JOB :: Please swap "integer keys" for "whole-number keys" throughout the entries below and change nothing else. Leave the pictures out of your copy.

(Records from a collection)
□ □ □ □

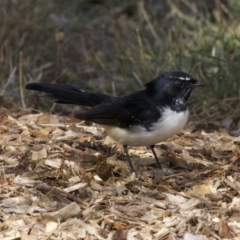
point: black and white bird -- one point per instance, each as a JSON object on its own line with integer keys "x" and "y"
{"x": 143, "y": 118}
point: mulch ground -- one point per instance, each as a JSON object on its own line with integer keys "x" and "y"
{"x": 66, "y": 180}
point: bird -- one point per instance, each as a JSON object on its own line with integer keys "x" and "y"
{"x": 143, "y": 118}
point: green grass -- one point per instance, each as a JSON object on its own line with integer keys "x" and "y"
{"x": 116, "y": 46}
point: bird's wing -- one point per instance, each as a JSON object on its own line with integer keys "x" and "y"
{"x": 124, "y": 112}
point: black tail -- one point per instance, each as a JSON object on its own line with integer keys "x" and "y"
{"x": 68, "y": 94}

□ □ □ □

ANSWER FOR THE TASK ::
point: black and white bird -- one point per instance, each as a JSON object on its own line with whole-number keys "x" and "y"
{"x": 143, "y": 118}
point: mulch ground -- one point per instance, each as a JSON object on its own line with whole-number keys "x" and "y"
{"x": 66, "y": 180}
point: bird -- one point per instance, each as a JSON object on its own line with whole-number keys "x" and "y"
{"x": 143, "y": 118}
point: green grass -- one point per instance, each as a JSON object on its own line with whole-number keys "x" and "y"
{"x": 116, "y": 46}
point: bird's wing -- one point per instance, each as a JSON object on its own line with whole-number keys "x" and "y"
{"x": 124, "y": 112}
point: black tail -- one point per instance, each as a JSON object on its own line with whole-number keys "x" and "y"
{"x": 68, "y": 94}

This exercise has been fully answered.